▶ Vorliegende Einträge
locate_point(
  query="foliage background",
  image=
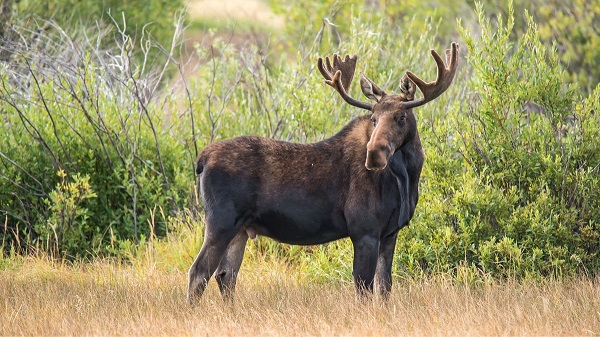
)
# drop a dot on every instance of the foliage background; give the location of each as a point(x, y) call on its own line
point(101, 124)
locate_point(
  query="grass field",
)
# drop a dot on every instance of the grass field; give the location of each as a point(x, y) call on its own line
point(38, 297)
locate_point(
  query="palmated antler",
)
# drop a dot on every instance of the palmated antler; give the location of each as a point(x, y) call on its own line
point(445, 76)
point(340, 75)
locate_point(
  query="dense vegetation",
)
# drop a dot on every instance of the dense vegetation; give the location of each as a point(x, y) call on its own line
point(98, 139)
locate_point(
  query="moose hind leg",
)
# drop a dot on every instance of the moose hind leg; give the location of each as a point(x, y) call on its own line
point(220, 230)
point(229, 267)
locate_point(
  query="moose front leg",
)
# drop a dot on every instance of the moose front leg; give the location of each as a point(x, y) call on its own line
point(366, 249)
point(383, 274)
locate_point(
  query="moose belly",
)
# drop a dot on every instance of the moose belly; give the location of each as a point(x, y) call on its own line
point(300, 222)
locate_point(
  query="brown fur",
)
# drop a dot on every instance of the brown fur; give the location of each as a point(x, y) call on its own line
point(361, 183)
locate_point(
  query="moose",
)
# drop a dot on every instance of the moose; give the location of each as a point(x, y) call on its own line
point(362, 183)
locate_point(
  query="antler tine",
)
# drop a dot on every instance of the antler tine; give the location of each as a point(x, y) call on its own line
point(445, 75)
point(340, 76)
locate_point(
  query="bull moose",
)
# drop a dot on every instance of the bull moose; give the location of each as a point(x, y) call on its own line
point(362, 183)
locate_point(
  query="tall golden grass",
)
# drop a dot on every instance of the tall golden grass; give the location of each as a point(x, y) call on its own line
point(38, 297)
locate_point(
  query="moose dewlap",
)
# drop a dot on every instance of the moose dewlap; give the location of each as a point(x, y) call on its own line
point(361, 183)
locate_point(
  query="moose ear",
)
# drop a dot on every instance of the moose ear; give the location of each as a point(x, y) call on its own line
point(370, 89)
point(407, 88)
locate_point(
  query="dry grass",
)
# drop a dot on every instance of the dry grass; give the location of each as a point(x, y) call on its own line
point(39, 298)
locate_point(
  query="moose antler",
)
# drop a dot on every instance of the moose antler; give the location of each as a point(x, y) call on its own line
point(445, 76)
point(340, 75)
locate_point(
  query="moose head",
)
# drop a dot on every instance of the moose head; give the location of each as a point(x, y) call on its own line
point(393, 120)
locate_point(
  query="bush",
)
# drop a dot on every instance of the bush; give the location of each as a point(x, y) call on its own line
point(512, 187)
point(96, 117)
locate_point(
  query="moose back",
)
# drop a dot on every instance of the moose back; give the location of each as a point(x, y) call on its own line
point(362, 183)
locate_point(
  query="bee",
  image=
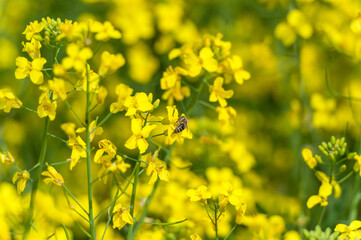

▶ Schriftliche Aufgabe
Stellen Sie sämtliche obigen Zeilen als Markdown-Tabelle mit den Spalten „Nr“ und „Zeile“ dar und lassen Sie leere Zeilen aus. Die Bilder gehören nicht in die Antwort.

▶ Fertige Antwort
| Nr | Zeile |
|---|---|
| 1 | locate_point( |
| 2 |   query="foliage background", |
| 3 |   image= |
| 4 | ) |
| 5 | # drop a dot on every instance of the foliage background; give the location of each as a point(x, y) call on its own line |
| 6 | point(101, 124) |
| 7 | locate_point( |
| 8 |   query="grass field", |
| 9 | ) |
| 10 | # drop a dot on every instance of the grass field; give the location of each as a point(x, y) call on its own line |
| 11 | point(38, 297) |
| 12 | locate_point( |
| 13 |   query="palmated antler", |
| 14 | ) |
| 15 | # drop a dot on every instance of the palmated antler; give the location of each as a point(x, y) call on its own line |
| 16 | point(445, 76) |
| 17 | point(340, 75) |
| 18 | locate_point( |
| 19 |   query="dense vegetation", |
| 20 | ) |
| 21 | # drop a dot on every instance of the dense vegetation; give the location of each as a point(x, y) call on its own line |
| 22 | point(98, 139) |
| 23 | locate_point( |
| 24 |   query="moose hind leg", |
| 25 | ) |
| 26 | # drop a dot on every instance of the moose hind leg; give the location of each as a point(x, y) call on its own line |
| 27 | point(220, 230) |
| 28 | point(229, 267) |
| 29 | locate_point( |
| 30 |   query="moose front leg", |
| 31 | ) |
| 32 | # drop a dot on every instance of the moose front leg; give the location of each as a point(x, y) call on its own line |
| 33 | point(366, 249) |
| 34 | point(383, 274) |
| 35 | locate_point( |
| 36 |   query="moose belly", |
| 37 | ) |
| 38 | # drop a dot on every instance of the moose belly; give the location of each as a point(x, y) call on its own line |
| 39 | point(300, 222) |
| 40 | locate_point( |
| 41 |   query="brown fur", |
| 42 | ) |
| 43 | # drop a dot on every instance of the brown fur; give the location of each as a point(x, y) call on its own line |
| 44 | point(361, 183) |
| 45 | locate_point( |
| 46 |   query="moose", |
| 47 | ) |
| 48 | # drop a dot on every instance of the moose; give the location of each as a point(x, y) call on its own line |
| 49 | point(362, 183) |
| 50 | locate_point( |
| 51 |   query="antler tine", |
| 52 | ) |
| 53 | # drop a dot on every instance of the antler tine; give the location of each as a point(x, y) call on its own line |
| 54 | point(445, 75) |
| 55 | point(340, 76) |
| 56 | locate_point( |
| 57 |   query="bull moose", |
| 58 | ) |
| 59 | # drop a dot on every instance of the bull moose; give the location of each as a point(x, y) call on its own line |
| 60 | point(362, 183) |
| 61 | locate_point( |
| 62 |   query="tall golden grass", |
| 63 | ) |
| 64 | # drop a dot on every instance of the tall golden grass; give the location of each as a point(x, y) call on its own line |
| 65 | point(38, 297) |
| 66 | locate_point( |
| 67 |   query="moose dewlap", |
| 68 | ) |
| 69 | # drop a dot on every instance of the moose dewlap; give the location of each as a point(x, y) call on its own line |
| 70 | point(361, 183) |
| 71 | locate_point( |
| 72 |   query="moose ear", |
| 73 | ) |
| 74 | # drop a dot on every instance of the moose ear; give the location of each as a point(x, y) call on its own line |
| 75 | point(370, 89) |
| 76 | point(407, 88) |
| 77 | locate_point( |
| 78 |   query="dry grass", |
| 79 | ) |
| 80 | # drop a dot on every instance of the dry grass; give the location of each as a point(x, y) call on its own line |
| 81 | point(39, 298) |
| 82 | locate_point( |
| 83 |   query="moose antler", |
| 84 | ) |
| 85 | # drop a dot on every instance of the moose antler; give the location of each as a point(x, y) call on its own line |
| 86 | point(445, 76) |
| 87 | point(340, 75) |
| 88 | locate_point( |
| 89 |   query="moose head", |
| 90 | ) |
| 91 | # drop a dot on every instance of the moose head; give the location of each as a point(x, y) call on its own line |
| 92 | point(393, 120) |
| 93 | locate_point( |
| 94 |   query="bush", |
| 95 | ) |
| 96 | # drop a dot on every instance of the bush; give the location of each as a point(x, y) call on its own line |
| 97 | point(512, 187) |
| 98 | point(96, 117) |
| 99 | locate_point( |
| 100 |   query="moose back", |
| 101 | ) |
| 102 | # drop a dot on every instance of the moose back; give the location of each as a point(x, y) call on its own line |
| 103 | point(362, 183) |
| 104 | locate_point( |
| 105 |   query="bee", |
| 106 |   image= |